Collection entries
* start *

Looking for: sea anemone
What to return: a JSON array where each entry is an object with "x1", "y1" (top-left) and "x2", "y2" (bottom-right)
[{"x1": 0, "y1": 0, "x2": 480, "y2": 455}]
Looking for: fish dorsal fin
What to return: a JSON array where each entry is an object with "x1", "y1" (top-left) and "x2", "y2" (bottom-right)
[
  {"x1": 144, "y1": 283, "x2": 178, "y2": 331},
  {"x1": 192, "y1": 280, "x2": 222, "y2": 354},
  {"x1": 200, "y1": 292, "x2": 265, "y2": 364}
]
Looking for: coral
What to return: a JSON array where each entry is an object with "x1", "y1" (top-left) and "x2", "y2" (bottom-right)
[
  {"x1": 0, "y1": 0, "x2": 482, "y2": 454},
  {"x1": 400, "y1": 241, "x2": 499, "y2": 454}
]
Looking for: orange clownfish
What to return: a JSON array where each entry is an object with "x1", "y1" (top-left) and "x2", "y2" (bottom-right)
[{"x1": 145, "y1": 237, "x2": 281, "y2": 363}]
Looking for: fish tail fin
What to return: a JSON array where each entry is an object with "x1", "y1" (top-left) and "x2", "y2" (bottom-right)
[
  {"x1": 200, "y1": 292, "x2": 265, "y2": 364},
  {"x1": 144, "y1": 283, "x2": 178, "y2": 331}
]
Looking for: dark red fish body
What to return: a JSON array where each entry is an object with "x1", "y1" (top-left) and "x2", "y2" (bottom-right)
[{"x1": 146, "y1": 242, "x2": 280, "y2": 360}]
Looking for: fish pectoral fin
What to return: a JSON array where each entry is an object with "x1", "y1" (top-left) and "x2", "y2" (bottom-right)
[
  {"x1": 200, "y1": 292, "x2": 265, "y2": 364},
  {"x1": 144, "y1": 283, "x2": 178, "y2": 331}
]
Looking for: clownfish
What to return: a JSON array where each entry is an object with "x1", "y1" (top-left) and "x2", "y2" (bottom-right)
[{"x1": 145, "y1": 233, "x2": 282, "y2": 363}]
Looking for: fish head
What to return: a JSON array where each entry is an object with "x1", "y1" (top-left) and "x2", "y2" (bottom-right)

* end *

What the task asks: Copy out everything from the line containing "Looking for: clownfish" down to the last of the rows, both ends included.

Completed exercise:
Looking for: clownfish
What to return: a JSON array where each entry is an object with "x1", "y1" (top-left) and "x2", "y2" (bottom-right)
[{"x1": 145, "y1": 233, "x2": 282, "y2": 363}]
Looking for: fish head
What to return: a JSON array where each entry is an object with "x1", "y1" (top-left) and "x2", "y2" (bottom-right)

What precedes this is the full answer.